_Excerpt to read_:
● ● ●

Many families will have to make difficult decisions about aging family members at some point in their lives, considering options like institutionalization, palliative care, and even physician-assisted death. In her latest book, CHASP faculty fellow and LBJ School professor Dr. Jacqueline Angel, with colleague Dr. Ronald Angel, examines a range of difficult issues commonly faced during the family life course via a series of vignettes about a fictional family relating to the treatment of a seriously ill parent.
Family, Intergenerational Solidarity, and Post-Traditional Society, published by Routledge, addresses rapidly evolving moral and ethical dilemmas that define post-traditional society. These arise from rapid and extensive technological advances and the social changes that accompany them. Among others, these advances include new reproductive technologies, new possibilities for altering the human genome, and medical advances that allow individuals with serious illnesses to be kept alive even when there is little chance of significant recovery. The book places these challenges in the context of family decision making in the context of dramatically changing family forms that includes same-sex marriage, cohabitation, divorce and multiple remarriages, and more.

● ● ●

_Data supplied_:
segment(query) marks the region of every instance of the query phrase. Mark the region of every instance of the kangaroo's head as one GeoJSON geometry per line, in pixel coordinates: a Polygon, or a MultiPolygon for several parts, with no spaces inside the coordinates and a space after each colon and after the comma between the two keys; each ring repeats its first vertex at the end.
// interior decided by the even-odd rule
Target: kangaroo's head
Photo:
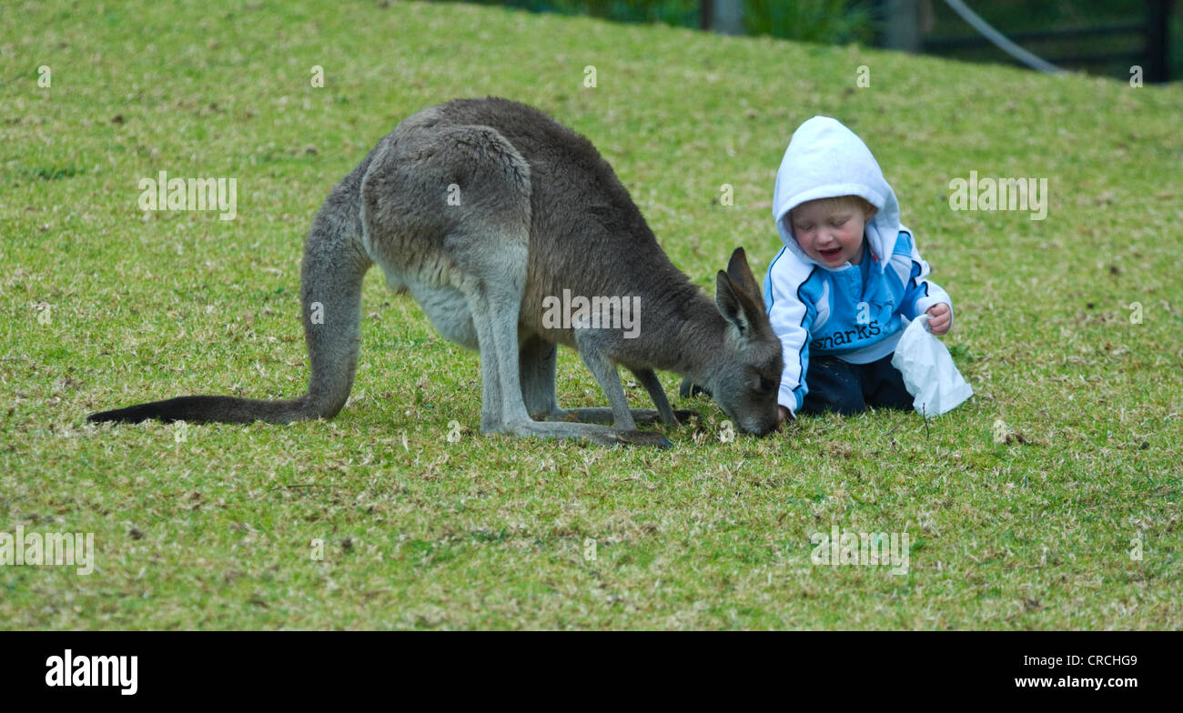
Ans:
{"type": "Polygon", "coordinates": [[[716,276],[715,302],[728,326],[707,388],[741,430],[767,435],[778,424],[776,394],[784,357],[742,247],[716,276]]]}

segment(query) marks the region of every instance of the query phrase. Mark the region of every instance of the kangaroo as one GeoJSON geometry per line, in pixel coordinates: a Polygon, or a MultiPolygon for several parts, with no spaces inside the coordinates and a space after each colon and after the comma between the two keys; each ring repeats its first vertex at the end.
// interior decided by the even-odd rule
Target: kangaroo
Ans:
{"type": "Polygon", "coordinates": [[[306,394],[283,401],[181,396],[88,421],[336,416],[354,383],[362,278],[374,264],[444,337],[480,354],[485,434],[670,446],[661,434],[636,429],[658,420],[677,426],[690,414],[670,408],[655,369],[706,387],[741,430],[777,428],[781,343],[743,248],[716,276],[712,303],[661,251],[592,142],[497,97],[454,99],[403,119],[316,214],[300,266],[306,394]],[[639,329],[627,335],[596,329],[595,320],[547,319],[547,298],[564,290],[618,296],[621,304],[633,297],[639,329]],[[560,408],[557,344],[578,351],[610,408],[560,408]],[[636,376],[655,410],[628,408],[618,365],[636,376]]]}

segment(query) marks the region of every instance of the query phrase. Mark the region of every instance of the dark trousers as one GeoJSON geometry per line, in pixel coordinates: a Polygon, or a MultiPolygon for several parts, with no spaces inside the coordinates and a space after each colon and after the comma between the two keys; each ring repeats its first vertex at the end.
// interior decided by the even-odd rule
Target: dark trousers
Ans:
{"type": "Polygon", "coordinates": [[[912,409],[912,395],[904,376],[891,365],[892,355],[870,364],[851,364],[838,357],[821,356],[809,362],[806,383],[809,393],[802,414],[833,410],[849,416],[867,407],[912,409]]]}

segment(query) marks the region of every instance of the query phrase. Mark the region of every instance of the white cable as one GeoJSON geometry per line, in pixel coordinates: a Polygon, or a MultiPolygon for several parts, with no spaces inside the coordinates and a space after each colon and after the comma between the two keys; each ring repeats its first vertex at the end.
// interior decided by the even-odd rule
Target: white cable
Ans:
{"type": "Polygon", "coordinates": [[[1058,67],[1051,61],[1036,57],[1035,54],[1023,50],[1015,43],[1007,39],[1001,32],[990,26],[989,22],[980,18],[961,0],[945,0],[948,5],[955,13],[961,15],[963,20],[969,22],[970,27],[977,30],[982,33],[982,37],[994,43],[996,47],[1006,52],[1007,54],[1014,57],[1019,61],[1026,64],[1027,66],[1039,70],[1041,72],[1047,72],[1048,74],[1064,74],[1067,72],[1064,67],[1058,67]]]}

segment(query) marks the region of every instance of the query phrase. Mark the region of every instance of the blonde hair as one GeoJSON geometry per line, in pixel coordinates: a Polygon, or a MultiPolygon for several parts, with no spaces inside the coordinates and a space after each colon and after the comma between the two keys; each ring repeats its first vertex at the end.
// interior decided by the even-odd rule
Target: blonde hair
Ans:
{"type": "MultiPolygon", "coordinates": [[[[821,203],[827,208],[827,210],[840,210],[842,208],[855,208],[862,212],[864,219],[870,219],[874,215],[879,208],[875,208],[865,197],[859,195],[836,195],[834,197],[817,199],[815,201],[806,201],[807,203],[821,203]]],[[[802,203],[804,205],[804,203],[802,203]]],[[[797,206],[800,208],[801,206],[797,206]]],[[[793,220],[793,214],[797,208],[789,210],[789,220],[793,220]]]]}

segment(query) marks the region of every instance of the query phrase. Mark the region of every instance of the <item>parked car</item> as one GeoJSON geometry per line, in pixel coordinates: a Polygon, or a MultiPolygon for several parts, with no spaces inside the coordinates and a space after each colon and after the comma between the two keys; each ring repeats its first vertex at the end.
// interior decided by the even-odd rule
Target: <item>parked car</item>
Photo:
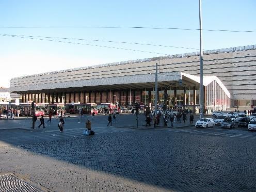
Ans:
{"type": "Polygon", "coordinates": [[[248,117],[242,117],[238,120],[238,127],[241,126],[247,127],[250,122],[250,119],[248,117]]]}
{"type": "Polygon", "coordinates": [[[256,131],[256,119],[250,121],[248,124],[248,131],[256,131]]]}
{"type": "Polygon", "coordinates": [[[218,116],[222,115],[222,113],[221,111],[217,111],[213,112],[213,116],[218,116]]]}
{"type": "Polygon", "coordinates": [[[217,117],[214,121],[214,124],[216,125],[220,124],[223,120],[226,118],[226,116],[220,115],[217,117]]]}
{"type": "Polygon", "coordinates": [[[214,126],[214,120],[212,118],[202,118],[199,119],[196,123],[196,127],[205,127],[209,126],[214,126]]]}
{"type": "Polygon", "coordinates": [[[228,118],[231,118],[235,122],[237,123],[237,122],[238,122],[238,117],[234,115],[229,115],[226,117],[228,118]]]}
{"type": "Polygon", "coordinates": [[[235,128],[235,122],[232,118],[226,118],[221,123],[221,128],[235,128]]]}

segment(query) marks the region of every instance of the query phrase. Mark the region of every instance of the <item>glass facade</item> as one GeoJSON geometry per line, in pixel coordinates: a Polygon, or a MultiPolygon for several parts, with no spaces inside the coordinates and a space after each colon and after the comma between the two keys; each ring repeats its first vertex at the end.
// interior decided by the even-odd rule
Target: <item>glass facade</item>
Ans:
{"type": "MultiPolygon", "coordinates": [[[[186,108],[198,110],[199,106],[199,89],[195,87],[158,87],[157,103],[167,105],[167,108],[174,109],[186,108]],[[165,95],[167,93],[167,95],[165,95]],[[165,100],[166,99],[166,100],[165,100]]],[[[226,110],[230,106],[255,106],[253,100],[233,100],[221,89],[220,86],[213,81],[204,88],[205,109],[209,112],[212,110],[226,110]]],[[[81,103],[96,103],[97,104],[118,103],[122,107],[127,107],[133,105],[134,102],[143,102],[146,105],[151,103],[154,105],[155,91],[154,88],[142,89],[127,89],[124,90],[104,90],[96,91],[81,91],[76,92],[55,92],[52,93],[27,94],[23,95],[23,102],[35,100],[36,102],[49,103],[64,102],[66,103],[80,102],[81,103]]],[[[255,103],[255,102],[254,102],[255,103]]]]}
{"type": "Polygon", "coordinates": [[[230,98],[214,81],[205,87],[205,104],[208,111],[226,110],[230,108],[230,98]]]}

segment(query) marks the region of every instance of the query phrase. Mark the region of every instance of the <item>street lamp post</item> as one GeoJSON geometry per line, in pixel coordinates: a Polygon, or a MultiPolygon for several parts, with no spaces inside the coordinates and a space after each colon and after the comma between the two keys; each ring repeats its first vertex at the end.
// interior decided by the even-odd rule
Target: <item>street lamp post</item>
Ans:
{"type": "Polygon", "coordinates": [[[200,116],[203,117],[203,51],[202,50],[202,19],[201,0],[199,0],[199,23],[200,23],[200,116]]]}

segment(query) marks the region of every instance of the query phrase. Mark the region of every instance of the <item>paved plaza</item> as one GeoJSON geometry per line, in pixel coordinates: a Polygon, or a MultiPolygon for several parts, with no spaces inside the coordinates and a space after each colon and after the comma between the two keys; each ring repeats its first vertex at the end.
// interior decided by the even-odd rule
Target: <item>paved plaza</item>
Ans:
{"type": "Polygon", "coordinates": [[[136,129],[132,115],[107,127],[107,116],[91,118],[66,118],[63,133],[56,118],[35,130],[30,119],[0,120],[0,175],[33,186],[28,191],[255,190],[256,132],[188,122],[146,127],[142,115],[136,129]],[[82,135],[88,119],[94,136],[82,135]]]}

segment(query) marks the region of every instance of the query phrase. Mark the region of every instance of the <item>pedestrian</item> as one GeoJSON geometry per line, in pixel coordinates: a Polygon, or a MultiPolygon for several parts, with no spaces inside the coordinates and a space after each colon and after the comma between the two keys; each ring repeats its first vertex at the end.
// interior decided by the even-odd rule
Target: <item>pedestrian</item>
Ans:
{"type": "Polygon", "coordinates": [[[41,116],[40,119],[40,124],[39,125],[39,126],[38,126],[38,128],[40,128],[41,125],[43,125],[43,128],[45,128],[45,127],[44,126],[44,119],[43,119],[43,116],[41,116]]]}
{"type": "Polygon", "coordinates": [[[111,114],[108,116],[108,123],[107,124],[107,126],[110,124],[110,126],[112,126],[112,117],[111,117],[111,114]]]}
{"type": "Polygon", "coordinates": [[[64,120],[62,117],[60,117],[59,119],[59,124],[58,125],[58,126],[59,128],[59,131],[60,132],[63,132],[63,127],[64,126],[64,120]]]}
{"type": "Polygon", "coordinates": [[[36,116],[36,114],[35,113],[33,115],[33,117],[32,117],[32,121],[33,121],[33,123],[32,123],[32,129],[35,129],[35,124],[36,123],[36,121],[37,121],[37,117],[36,116]]]}
{"type": "Polygon", "coordinates": [[[117,117],[116,116],[115,114],[114,114],[114,115],[113,115],[113,119],[114,119],[114,120],[115,121],[115,123],[117,123],[117,117]]]}
{"type": "Polygon", "coordinates": [[[51,123],[51,121],[52,121],[52,111],[50,111],[49,115],[48,115],[48,117],[49,117],[49,119],[48,120],[48,121],[47,121],[47,122],[49,122],[50,121],[50,123],[51,123]]]}
{"type": "Polygon", "coordinates": [[[146,118],[146,126],[148,126],[148,124],[149,126],[151,126],[150,125],[150,117],[149,117],[149,116],[147,116],[146,118]]]}
{"type": "Polygon", "coordinates": [[[190,114],[190,115],[189,116],[189,121],[190,122],[190,123],[193,123],[193,120],[194,120],[194,115],[192,114],[190,114]]]}
{"type": "Polygon", "coordinates": [[[171,127],[173,127],[173,121],[174,120],[174,116],[173,114],[171,114],[170,116],[170,121],[171,121],[171,127]]]}
{"type": "Polygon", "coordinates": [[[185,123],[185,121],[187,119],[187,116],[186,116],[186,114],[184,113],[183,114],[183,123],[185,123]]]}
{"type": "Polygon", "coordinates": [[[84,111],[83,111],[83,109],[81,109],[81,112],[80,113],[80,114],[81,114],[81,118],[83,118],[83,117],[84,116],[84,113],[83,113],[84,111]]]}
{"type": "Polygon", "coordinates": [[[88,119],[85,123],[85,128],[88,130],[89,135],[91,134],[91,123],[90,119],[88,119]]]}
{"type": "Polygon", "coordinates": [[[154,123],[154,127],[155,128],[155,124],[156,124],[156,119],[154,115],[153,116],[153,123],[154,123]]]}

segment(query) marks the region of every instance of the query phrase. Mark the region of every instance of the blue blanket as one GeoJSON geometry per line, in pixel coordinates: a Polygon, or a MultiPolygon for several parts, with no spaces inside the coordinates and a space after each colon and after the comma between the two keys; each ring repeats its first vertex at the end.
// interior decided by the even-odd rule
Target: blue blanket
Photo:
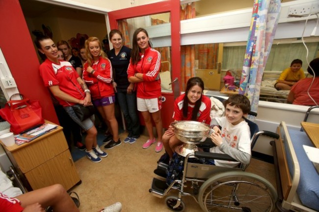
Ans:
{"type": "MultiPolygon", "coordinates": [[[[302,147],[303,145],[314,147],[314,144],[304,132],[295,130],[288,130],[288,132],[298,158],[300,169],[300,178],[297,193],[304,206],[319,211],[319,175],[302,147]]],[[[293,166],[287,149],[287,142],[285,142],[286,154],[289,171],[292,176],[293,166]]]]}

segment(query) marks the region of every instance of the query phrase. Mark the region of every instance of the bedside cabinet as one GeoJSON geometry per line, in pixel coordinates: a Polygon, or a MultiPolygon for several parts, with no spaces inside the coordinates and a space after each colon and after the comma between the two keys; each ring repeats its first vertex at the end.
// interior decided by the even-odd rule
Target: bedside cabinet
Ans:
{"type": "Polygon", "coordinates": [[[58,183],[67,190],[81,183],[62,129],[58,126],[21,145],[2,144],[18,172],[23,174],[33,190],[58,183]]]}

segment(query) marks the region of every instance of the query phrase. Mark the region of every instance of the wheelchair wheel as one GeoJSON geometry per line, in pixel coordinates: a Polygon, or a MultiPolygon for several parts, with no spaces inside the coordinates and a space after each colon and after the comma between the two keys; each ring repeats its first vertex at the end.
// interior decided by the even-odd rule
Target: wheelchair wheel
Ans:
{"type": "Polygon", "coordinates": [[[176,196],[169,196],[165,199],[165,202],[166,203],[166,206],[167,206],[167,208],[168,208],[171,211],[182,212],[185,209],[185,204],[183,200],[181,200],[181,204],[177,208],[175,209],[174,208],[174,207],[176,205],[178,199],[178,198],[176,196]]]}
{"type": "Polygon", "coordinates": [[[198,202],[206,212],[272,212],[277,192],[265,178],[240,171],[215,175],[199,189],[198,202]]]}

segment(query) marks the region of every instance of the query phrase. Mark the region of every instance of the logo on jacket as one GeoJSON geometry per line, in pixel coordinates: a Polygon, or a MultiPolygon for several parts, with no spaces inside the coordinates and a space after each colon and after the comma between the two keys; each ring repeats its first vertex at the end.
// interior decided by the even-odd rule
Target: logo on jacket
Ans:
{"type": "Polygon", "coordinates": [[[151,63],[152,62],[152,60],[153,60],[153,57],[150,56],[147,58],[147,60],[146,60],[146,63],[151,63]]]}
{"type": "Polygon", "coordinates": [[[120,55],[120,60],[125,60],[126,59],[126,52],[122,52],[120,55]]]}
{"type": "MultiPolygon", "coordinates": [[[[67,66],[66,67],[65,67],[65,70],[69,71],[69,73],[71,73],[73,71],[73,67],[70,67],[70,66],[67,66]]],[[[59,72],[59,71],[58,71],[58,72],[59,72]]]]}

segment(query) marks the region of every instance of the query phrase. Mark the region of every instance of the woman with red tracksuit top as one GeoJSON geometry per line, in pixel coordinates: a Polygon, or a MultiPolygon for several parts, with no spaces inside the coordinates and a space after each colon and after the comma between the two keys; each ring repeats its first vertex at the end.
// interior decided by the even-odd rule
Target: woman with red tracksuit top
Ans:
{"type": "MultiPolygon", "coordinates": [[[[175,121],[192,120],[207,124],[211,123],[211,100],[203,94],[204,82],[199,77],[188,79],[185,93],[175,99],[173,118],[175,121]]],[[[175,147],[182,141],[175,136],[171,126],[163,135],[164,148],[170,158],[173,158],[175,147]]]]}
{"type": "Polygon", "coordinates": [[[89,37],[85,41],[85,46],[87,60],[83,68],[83,80],[90,89],[93,104],[113,135],[113,139],[104,146],[105,149],[111,149],[121,144],[115,115],[112,66],[97,38],[89,37]]]}
{"type": "Polygon", "coordinates": [[[137,110],[142,114],[150,136],[142,147],[146,149],[156,142],[153,133],[152,118],[155,122],[159,137],[155,151],[159,152],[163,148],[160,79],[159,75],[160,54],[151,48],[147,32],[144,29],[139,28],[134,32],[128,78],[130,82],[135,84],[137,110]]]}
{"type": "Polygon", "coordinates": [[[49,88],[72,120],[86,131],[86,157],[93,162],[100,162],[100,157],[106,157],[107,154],[97,144],[94,116],[81,121],[72,108],[77,104],[92,105],[90,90],[70,62],[59,60],[57,47],[52,39],[39,35],[34,43],[40,52],[47,57],[39,68],[45,86],[49,88]]]}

● ● ●

_Task instructions_:
1 > The passage on the Angels' book names options that families may consider for aging family members. List all of them.
2 > According to the passage on the Angels' book, which publisher issued the book?
3 > Carry on the passage on the Angels' book from its final sentence.
The lines have nothing to do with the passage on the Angels' book.

_Answers below_:
1 > Institutionalization, palliative care, physician-assisted death

2 > Routledge

3 >
The authors, Dr. Jacqueline Angel and Dr. Ronald Angel, follow a fictional family whose experiences reflect the real-life experiences and moral dilemmas that most of us must eventually face. The presentation is informed by the reality that in the modern world the rules concerning marriage, the withholding of life support, the support of aging parents, and more are not dictated by tradition, religion, or the state. The authors argue that, like it or not, we are all condemned to choice. Today even following tradition represents a choice since particular styles of life are not dictated by any overarching authority. This freedom, though, is not an unmixed blessing. The need to choose among different life options introduces a degree of insecurity since the choices we make have profound implications for our families, regardless of their form, and for society at large.
Dr. Jacqueline Angel is a leading expert in policies impacting the aging population. Her research addresses the relationships linking family structures, inequality, and health across the life course, including a special focus on minority aging, the Hispanic population, and older Mexican-Americans.